# start of Task material

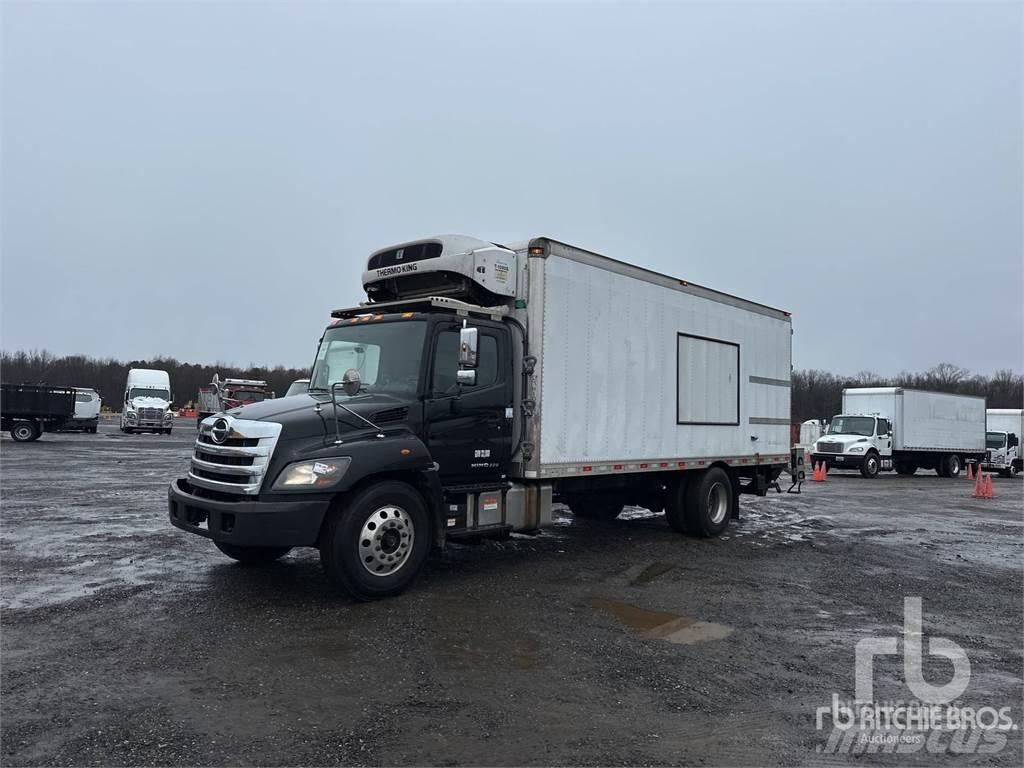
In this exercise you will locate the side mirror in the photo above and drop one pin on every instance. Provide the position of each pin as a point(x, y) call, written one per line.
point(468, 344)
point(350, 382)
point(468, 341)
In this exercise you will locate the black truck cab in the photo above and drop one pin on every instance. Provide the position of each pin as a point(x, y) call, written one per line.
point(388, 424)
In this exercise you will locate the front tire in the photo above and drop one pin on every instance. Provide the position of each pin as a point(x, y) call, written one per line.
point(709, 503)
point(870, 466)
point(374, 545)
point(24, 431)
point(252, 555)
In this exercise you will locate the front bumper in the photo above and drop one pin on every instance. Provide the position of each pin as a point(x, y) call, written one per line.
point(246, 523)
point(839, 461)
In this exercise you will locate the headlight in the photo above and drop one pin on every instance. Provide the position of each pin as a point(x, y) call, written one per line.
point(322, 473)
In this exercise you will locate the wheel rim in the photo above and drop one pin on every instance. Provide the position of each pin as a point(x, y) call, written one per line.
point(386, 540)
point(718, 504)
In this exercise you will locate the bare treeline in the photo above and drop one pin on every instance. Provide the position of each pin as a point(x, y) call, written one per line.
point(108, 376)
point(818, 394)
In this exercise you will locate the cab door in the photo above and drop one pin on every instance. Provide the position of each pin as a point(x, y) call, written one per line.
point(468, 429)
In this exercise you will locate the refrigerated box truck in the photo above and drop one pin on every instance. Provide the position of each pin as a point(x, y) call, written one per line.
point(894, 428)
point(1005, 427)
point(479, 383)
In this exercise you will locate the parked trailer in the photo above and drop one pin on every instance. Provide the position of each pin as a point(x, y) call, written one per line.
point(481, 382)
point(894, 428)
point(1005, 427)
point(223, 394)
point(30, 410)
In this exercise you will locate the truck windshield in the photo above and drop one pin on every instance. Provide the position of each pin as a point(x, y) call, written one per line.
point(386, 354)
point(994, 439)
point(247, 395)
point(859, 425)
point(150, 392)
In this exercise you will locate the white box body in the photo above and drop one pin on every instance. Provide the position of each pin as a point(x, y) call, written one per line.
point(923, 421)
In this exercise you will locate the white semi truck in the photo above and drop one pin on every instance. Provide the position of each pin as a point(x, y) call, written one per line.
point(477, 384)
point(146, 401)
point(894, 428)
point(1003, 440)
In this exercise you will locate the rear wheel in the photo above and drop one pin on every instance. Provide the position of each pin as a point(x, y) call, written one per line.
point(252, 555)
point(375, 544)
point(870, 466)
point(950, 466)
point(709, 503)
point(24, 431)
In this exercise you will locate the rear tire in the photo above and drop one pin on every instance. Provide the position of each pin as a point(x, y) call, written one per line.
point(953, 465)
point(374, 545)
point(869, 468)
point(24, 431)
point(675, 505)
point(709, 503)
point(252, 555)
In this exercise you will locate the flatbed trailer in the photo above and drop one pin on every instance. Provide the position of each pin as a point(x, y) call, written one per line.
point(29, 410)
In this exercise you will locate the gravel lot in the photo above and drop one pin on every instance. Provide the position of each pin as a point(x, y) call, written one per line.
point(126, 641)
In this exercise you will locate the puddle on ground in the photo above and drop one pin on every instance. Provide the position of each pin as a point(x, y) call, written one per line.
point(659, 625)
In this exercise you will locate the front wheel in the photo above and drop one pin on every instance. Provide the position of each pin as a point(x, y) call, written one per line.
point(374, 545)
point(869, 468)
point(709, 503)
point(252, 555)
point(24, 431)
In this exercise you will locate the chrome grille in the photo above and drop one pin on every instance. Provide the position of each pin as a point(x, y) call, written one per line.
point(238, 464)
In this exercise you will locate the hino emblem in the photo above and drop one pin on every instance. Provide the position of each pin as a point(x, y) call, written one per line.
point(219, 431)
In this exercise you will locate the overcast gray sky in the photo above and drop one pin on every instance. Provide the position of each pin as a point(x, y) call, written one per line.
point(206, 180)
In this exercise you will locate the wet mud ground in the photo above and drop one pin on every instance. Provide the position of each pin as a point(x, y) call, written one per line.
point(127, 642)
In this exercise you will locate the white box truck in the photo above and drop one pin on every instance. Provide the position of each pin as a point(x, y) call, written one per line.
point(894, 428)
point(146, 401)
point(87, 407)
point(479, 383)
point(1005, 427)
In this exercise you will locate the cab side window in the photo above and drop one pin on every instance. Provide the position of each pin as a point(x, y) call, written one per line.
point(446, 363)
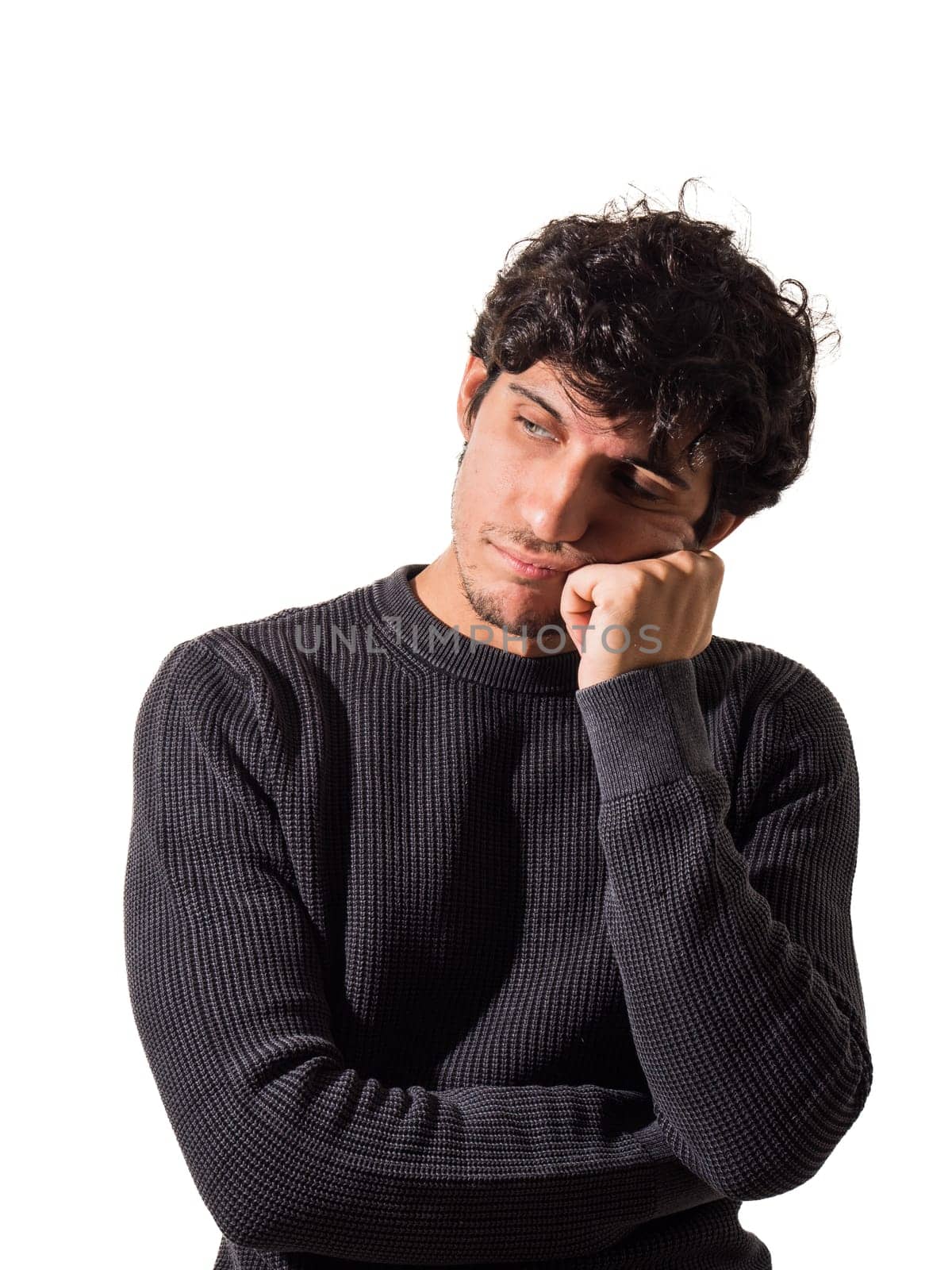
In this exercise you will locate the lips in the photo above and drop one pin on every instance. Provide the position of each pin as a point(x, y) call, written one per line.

# end of Task material

Problem description: Copy out the records above verbatim, starting with the line that contains "In this exercise you will locate the rear tire" and going on through the line that contains "point(206, 180)", with both of those lines included.

Reply:
In this exercise you will locate the rear tire in the photo above and drop one pin on every instance. Provide the position of each pin as a point(x, y) call, written one per line.
point(953, 465)
point(374, 545)
point(869, 468)
point(24, 431)
point(675, 505)
point(709, 503)
point(252, 555)
In this exercise you will locate the flatbed trailer in the photo above and drop one pin on every instance. Provide the position of each pin as a point(x, y) call, written one per line.
point(29, 410)
In this exercise you will locate the gravel lot in the photo above and drop one pin on every instance. Provide the position of each pin as a point(x, y) call, written one per line.
point(126, 641)
In this exercise you will locate the puddle on ground in the photo above and drop one pin on every instance. Provide the position of each pin as a point(x, y) call, written one per line.
point(659, 625)
In this exercise you will locate the front wheel in the photo above and drop one pin on every instance. Provide the position of each pin as a point(x, y) call, written one per line.
point(374, 545)
point(869, 468)
point(709, 503)
point(252, 555)
point(24, 431)
In this exercise you will locate the chrome grille in the photo above and drop one pin on every instance. Provide the position of each pin as a point(x, y) call, written one per line.
point(238, 464)
In this exercise you will locate the hino emblem in the photo above and drop one pin on every instance. Provide the position of each pin as a point(x, y) call, written one per line.
point(219, 431)
In this exercise you will locate the overcast gray sky in the photo above and drop one pin on every instance. Provide the position of each pin as a point(x, y) call, written one per line.
point(206, 180)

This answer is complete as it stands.